> Document segment
— START —

NATO's headquarters in Brussels, Belgium., 2018. NATO's headquarters in Brussels, Belgium., 2018. Source: NATO - Flickr / cropped from original / shared under license CC BY-NC-ND 2.0

The 75th anniversary of Nato’s founding is no cause for celebration, argues Chris Bambery, amid the withdrawal from Afghanistan, the Ukraine quagmire and US efforts to re-assert its global dominance

‘To condemn NATO is to condemn the guarantee of democracy and security it brings.’

Those were the words of Labour leader, Sir Keir Starmer, writing in The Guardian in 2022. Starmer claimed that Nato is a ‘defensive alliance that has never provoked conflict’, ignoring the fact that Nato has taken military action in Iraq, Yugoslavia, Afghanistan, Somalia, and Libya.

At the same time, it has continually expanded eastwards towards Russia, bringing its troops and military equipment to its very border. In 1999, former Warsaw Pact countries Poland, Hungary, and the Czech Republic joined Nato. In 2004, they were joined by Estonia, Latvia, and Lithuania. All of this was in breach of a promise given to the final leader of the Soviet Union, Mikhail Gorbachev, by the

US Secretary of State, James Baker, in 1990, that Nato would ‘not expand an inch’ eastward.

At its April 2008 summit in Bucharest, Nato members agreed that Georgia and Ukraine would be allowed to join Nato in the future. They did this knowing Russian President, Vladimir Putin, had warned this was a red line for the Russians which should not be crossed; both states border Russia, both were former Soviet republics.

Encouraged by this, and by US military support and assistance, four months later Georgia launched an invasion of South Ossetia, a territory it claimed but which had declared its independence with Russian support. Russian troops intervened and drove the Georgians back, entering Georgia itself and forcing its government to convene ceasefire negotiations.

What is Nato?

— END —

> What needs to be done
Reproduce the Nato article from "At its April" up to and including "What is Nato?", putting "the breakaway region" wherever "South Ossetia" appears.

> Data lines

— START —

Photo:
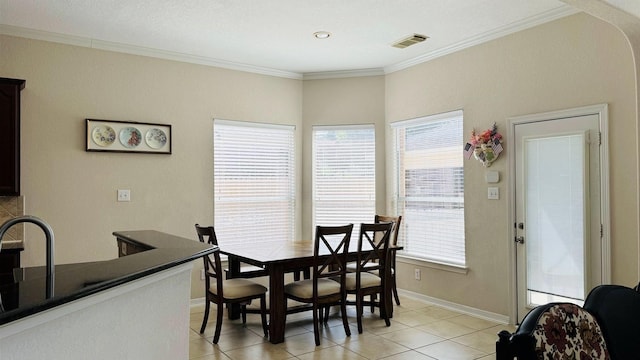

— END —

> Task output
At its April 2008 summit in Bucharest, Nato members agreed that Georgia and Ukraine would be allowed to join Nato in the future. They did this knowing Russian President, Vladimir Putin, had warned this was a red line for the Russians which should not be crossed; both states border Russia, both were former Soviet republics.

Encouraged by this, and by US military support and assistance, four months later Georgia launched an invasion of the breakaway region, a territory it claimed but which had declared its independence with Russian support. Russian troops intervened and drove the Georgians back, entering Georgia itself and forcing its government to convene ceasefire negotiations.

What is Nato?